**What is needed:**
The lines to reproduce from the material below are those from the one containing "Query: white plate" through the one containing "Query: yellow candle", both included; write them out exactly and add nothing.

-- -- --

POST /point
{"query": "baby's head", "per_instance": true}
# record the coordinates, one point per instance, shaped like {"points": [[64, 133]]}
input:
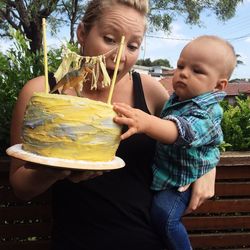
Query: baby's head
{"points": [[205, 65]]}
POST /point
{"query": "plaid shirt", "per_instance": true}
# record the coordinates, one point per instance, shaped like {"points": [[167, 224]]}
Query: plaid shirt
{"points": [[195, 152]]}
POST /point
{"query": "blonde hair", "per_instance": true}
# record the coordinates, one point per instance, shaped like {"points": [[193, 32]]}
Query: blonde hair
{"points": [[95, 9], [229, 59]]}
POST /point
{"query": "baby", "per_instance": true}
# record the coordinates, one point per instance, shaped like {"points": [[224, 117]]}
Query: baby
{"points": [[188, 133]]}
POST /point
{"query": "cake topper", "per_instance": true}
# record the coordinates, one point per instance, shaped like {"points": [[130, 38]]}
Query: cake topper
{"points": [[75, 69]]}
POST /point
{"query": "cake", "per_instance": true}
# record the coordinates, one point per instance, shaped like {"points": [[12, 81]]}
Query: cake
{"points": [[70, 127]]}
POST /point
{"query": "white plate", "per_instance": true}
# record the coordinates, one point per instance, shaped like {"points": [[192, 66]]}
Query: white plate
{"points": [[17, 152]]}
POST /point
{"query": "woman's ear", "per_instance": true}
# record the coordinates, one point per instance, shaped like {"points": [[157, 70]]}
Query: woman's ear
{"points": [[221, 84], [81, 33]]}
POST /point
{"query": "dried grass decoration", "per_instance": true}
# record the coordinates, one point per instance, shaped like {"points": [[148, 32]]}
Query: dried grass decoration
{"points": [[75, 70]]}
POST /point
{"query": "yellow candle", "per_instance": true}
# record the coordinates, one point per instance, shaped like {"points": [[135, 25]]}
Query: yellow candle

-- -- --

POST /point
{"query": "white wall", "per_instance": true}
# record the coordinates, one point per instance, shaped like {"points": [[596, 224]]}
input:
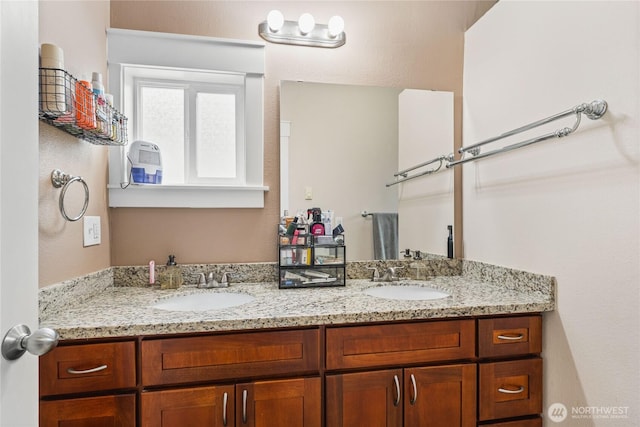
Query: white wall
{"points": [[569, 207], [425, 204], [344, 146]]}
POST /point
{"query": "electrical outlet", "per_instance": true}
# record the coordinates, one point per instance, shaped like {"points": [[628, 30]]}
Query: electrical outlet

-- -- --

**Output below:**
Query: white plate
{"points": [[17, 152]]}
POST /point
{"query": "woman's ear", "per_instance": true}
# record the coordinates, one point per instance, shaped like {"points": [[157, 70]]}
Query: woman's ear
{"points": [[221, 84], [81, 33]]}
POST /point
{"query": "dried grass decoration", "per_instance": true}
# record the coordinates, one point per instance, shaped like {"points": [[148, 32]]}
Query: dried grass decoration
{"points": [[75, 70]]}
POST /point
{"query": "yellow candle", "per_instance": true}
# record the coordinates, one point per instance, shaped like {"points": [[135, 25]]}
Query: yellow candle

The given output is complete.